____ Records for this exercise

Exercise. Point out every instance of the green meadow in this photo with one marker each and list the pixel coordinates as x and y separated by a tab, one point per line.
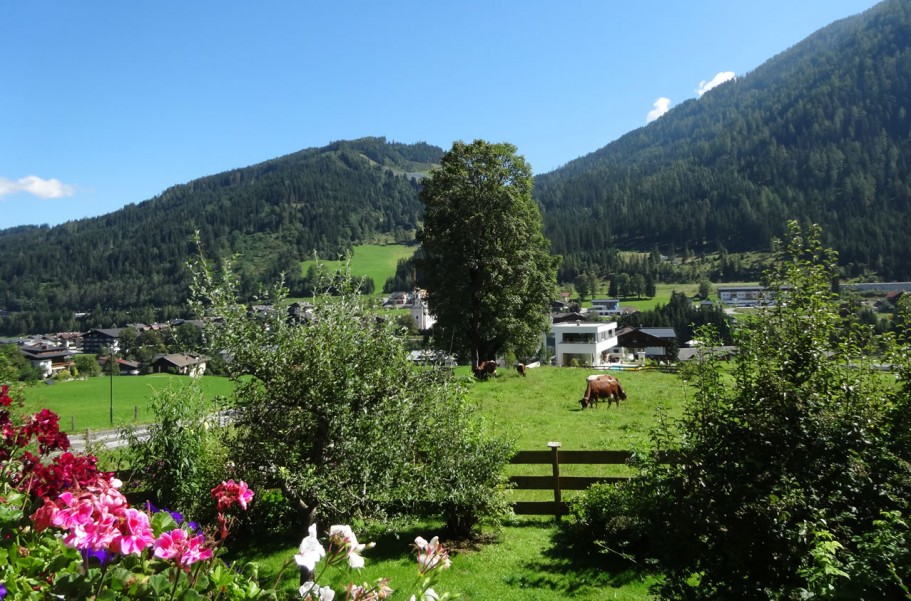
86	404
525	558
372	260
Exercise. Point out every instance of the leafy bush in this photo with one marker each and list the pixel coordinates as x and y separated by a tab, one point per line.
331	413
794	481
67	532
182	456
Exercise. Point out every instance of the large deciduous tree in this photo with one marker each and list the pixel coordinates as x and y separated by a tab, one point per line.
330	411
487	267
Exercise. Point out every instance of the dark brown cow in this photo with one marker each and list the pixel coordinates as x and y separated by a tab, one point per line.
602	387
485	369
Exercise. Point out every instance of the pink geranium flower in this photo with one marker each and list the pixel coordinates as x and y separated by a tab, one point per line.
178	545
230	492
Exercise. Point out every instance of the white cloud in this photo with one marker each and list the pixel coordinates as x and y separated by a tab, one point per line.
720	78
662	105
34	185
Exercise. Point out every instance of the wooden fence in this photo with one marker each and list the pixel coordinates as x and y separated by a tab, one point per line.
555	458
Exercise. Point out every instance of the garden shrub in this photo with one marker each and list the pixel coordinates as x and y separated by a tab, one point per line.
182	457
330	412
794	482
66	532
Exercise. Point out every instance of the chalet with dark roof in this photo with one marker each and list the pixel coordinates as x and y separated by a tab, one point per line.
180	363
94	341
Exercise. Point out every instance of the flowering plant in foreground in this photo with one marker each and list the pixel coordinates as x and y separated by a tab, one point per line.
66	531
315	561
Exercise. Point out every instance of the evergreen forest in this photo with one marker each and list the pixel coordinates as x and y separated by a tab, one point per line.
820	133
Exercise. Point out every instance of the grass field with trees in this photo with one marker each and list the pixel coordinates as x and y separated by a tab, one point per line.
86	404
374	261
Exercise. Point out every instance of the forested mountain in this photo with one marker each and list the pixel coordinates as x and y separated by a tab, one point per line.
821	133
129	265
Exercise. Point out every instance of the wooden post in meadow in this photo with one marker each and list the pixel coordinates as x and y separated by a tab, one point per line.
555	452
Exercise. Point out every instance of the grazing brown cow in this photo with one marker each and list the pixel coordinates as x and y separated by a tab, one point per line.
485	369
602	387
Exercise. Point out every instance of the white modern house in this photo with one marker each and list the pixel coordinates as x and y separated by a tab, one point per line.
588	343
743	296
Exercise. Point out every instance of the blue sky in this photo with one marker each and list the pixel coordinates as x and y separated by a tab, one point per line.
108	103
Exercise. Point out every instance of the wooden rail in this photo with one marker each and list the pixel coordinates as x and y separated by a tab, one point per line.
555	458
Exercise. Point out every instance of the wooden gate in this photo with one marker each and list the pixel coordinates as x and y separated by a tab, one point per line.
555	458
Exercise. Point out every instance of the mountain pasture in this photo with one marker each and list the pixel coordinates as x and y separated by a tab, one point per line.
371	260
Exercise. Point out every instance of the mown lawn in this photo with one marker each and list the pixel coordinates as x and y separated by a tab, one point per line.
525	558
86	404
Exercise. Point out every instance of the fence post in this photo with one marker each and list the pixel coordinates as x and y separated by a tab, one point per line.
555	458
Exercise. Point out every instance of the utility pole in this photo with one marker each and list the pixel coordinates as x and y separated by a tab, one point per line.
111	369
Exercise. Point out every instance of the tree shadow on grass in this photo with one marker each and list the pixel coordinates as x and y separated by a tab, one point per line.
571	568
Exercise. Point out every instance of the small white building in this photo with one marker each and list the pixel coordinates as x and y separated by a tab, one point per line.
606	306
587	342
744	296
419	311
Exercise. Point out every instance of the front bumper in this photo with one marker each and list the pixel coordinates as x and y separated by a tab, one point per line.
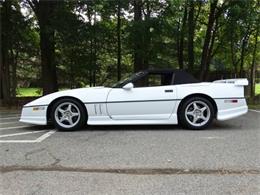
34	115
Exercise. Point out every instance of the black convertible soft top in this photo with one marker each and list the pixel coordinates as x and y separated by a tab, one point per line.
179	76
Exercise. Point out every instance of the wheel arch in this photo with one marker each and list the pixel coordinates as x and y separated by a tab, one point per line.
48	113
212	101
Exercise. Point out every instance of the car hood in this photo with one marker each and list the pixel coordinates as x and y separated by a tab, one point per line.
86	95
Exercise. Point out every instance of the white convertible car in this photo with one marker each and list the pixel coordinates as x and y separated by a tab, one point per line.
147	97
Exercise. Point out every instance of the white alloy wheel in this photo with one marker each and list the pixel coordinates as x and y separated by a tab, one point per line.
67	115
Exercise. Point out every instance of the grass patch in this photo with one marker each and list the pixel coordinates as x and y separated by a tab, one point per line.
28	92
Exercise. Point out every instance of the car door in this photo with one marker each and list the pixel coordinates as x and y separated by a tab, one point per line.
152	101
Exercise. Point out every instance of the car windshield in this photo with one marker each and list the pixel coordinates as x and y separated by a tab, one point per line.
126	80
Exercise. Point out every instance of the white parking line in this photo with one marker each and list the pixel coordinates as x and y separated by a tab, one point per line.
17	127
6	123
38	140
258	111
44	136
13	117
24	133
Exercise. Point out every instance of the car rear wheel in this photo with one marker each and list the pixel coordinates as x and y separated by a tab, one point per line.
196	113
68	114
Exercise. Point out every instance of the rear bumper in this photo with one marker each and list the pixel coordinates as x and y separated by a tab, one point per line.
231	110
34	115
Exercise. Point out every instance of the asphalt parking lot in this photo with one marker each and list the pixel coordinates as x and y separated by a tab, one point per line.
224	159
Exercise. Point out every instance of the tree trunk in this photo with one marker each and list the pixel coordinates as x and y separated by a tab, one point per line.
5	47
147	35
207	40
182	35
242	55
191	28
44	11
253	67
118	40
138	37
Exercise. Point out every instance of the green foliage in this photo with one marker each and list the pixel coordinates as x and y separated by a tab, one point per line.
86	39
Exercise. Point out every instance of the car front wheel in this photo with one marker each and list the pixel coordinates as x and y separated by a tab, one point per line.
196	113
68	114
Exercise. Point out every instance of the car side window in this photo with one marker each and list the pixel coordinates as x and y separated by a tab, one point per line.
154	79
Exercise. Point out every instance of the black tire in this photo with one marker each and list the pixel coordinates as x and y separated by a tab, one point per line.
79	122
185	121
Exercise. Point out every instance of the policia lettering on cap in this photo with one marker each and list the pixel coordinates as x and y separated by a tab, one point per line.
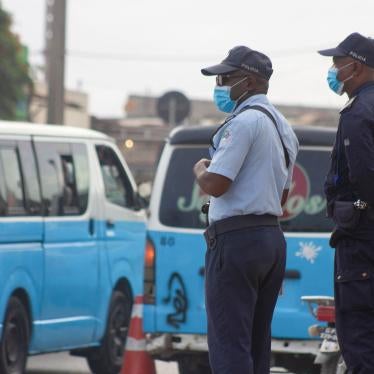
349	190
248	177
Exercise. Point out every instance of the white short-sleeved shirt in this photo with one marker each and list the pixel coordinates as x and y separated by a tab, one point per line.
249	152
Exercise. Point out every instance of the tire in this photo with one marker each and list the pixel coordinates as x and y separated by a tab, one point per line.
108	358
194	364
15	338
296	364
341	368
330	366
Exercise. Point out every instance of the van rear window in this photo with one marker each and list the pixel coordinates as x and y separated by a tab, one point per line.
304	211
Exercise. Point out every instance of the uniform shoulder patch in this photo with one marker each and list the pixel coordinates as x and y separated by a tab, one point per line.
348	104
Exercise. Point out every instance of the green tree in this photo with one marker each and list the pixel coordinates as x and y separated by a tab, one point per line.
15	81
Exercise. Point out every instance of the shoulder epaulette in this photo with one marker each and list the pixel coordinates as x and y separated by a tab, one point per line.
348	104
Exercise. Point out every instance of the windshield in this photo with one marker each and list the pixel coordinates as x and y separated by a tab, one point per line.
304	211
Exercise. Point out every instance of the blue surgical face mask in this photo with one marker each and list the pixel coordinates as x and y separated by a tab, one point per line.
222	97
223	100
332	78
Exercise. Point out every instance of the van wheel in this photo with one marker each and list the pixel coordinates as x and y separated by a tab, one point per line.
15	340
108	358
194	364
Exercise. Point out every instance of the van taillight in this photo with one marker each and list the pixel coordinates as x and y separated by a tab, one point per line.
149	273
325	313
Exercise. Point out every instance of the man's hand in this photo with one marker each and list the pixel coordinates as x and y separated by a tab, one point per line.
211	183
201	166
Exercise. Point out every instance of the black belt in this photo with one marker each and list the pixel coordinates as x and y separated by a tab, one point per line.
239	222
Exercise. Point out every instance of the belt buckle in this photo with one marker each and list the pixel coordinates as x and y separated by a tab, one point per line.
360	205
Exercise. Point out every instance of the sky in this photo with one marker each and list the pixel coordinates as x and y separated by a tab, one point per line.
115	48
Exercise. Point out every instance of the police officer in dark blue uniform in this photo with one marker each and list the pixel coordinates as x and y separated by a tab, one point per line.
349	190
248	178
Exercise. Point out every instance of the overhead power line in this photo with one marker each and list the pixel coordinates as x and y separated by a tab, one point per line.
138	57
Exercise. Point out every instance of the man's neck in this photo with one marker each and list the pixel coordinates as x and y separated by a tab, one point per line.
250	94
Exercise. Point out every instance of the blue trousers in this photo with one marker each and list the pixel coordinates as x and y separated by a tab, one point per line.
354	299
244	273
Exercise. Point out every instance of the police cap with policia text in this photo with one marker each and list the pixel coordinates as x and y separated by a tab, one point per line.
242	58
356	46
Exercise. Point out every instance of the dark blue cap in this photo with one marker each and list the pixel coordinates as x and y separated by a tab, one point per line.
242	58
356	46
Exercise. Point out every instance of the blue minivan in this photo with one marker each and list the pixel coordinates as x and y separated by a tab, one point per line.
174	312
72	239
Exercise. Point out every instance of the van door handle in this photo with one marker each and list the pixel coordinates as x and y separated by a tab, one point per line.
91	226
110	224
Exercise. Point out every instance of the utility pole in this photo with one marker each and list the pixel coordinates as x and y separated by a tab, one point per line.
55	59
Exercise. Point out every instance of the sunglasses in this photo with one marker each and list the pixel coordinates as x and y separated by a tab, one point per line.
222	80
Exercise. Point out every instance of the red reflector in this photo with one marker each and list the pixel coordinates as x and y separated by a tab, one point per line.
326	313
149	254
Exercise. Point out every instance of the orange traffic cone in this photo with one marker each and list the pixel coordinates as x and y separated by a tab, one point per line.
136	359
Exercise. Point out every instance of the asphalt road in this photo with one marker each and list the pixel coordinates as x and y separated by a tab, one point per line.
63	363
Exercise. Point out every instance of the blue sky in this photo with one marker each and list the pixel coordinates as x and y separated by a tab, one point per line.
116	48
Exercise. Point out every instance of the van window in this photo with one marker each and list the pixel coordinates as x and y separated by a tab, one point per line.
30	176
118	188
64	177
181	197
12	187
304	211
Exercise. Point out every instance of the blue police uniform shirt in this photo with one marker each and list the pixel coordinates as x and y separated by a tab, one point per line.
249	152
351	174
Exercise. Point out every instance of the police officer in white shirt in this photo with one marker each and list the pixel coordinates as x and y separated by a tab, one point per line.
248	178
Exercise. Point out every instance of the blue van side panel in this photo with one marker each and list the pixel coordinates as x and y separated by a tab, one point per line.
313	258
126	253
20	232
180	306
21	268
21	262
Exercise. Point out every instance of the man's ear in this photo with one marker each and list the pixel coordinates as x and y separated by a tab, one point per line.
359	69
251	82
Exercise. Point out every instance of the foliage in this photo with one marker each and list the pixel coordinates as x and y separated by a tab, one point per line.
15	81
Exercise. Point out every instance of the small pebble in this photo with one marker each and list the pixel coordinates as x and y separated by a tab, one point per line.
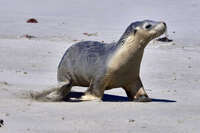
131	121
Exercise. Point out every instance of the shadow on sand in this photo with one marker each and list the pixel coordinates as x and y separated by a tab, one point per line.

________

Given task: Please output exactly the lines from the line containing "Exercise. Point out every instance of the blue van" through the last line of the records above, both included, and leave out any pictures.

Solution below:
Exercise. Point out every instance of the blue van side panel in this photo with one marker each and list the pixel coordinates as x and y separated by a tab, one point per line.
313	258
126	253
20	232
180	306
21	268
21	262
Exercise. Point out every instance of the man's ear in this photo with one marker each and list the pixel coordinates as x and y separated by a tab, one point per line.
359	69
251	82
Exercise. Point out every instance of the foliage in this photo with one marker each and list the pixel coordinates as x and y separated by a tab, one point per line.
15	81
Exercise. Point out every instance of the small pebble in this photo with one marker each and list the pixel coordinates as x and y separated by a tab, one point per line.
131	121
Exercise. Point out every instance of the shadow on sand in this photo with one marker each and list the pixel coordinates as x and y separated by a tab, one point per line.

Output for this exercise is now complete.